> Dataset entries:
────

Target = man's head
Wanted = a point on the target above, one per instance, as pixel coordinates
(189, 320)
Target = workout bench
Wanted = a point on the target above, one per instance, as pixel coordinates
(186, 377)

────

> What needs to be done:
Return all of the entries exactly as they were supplied.

> Reply to the task:
Target = man's head
Wanted = a point on the target above, one per instance, as pixel coordinates
(189, 320)
Target = workout bench
Wanted = a point on the target above, one per instance, as pixel coordinates
(186, 377)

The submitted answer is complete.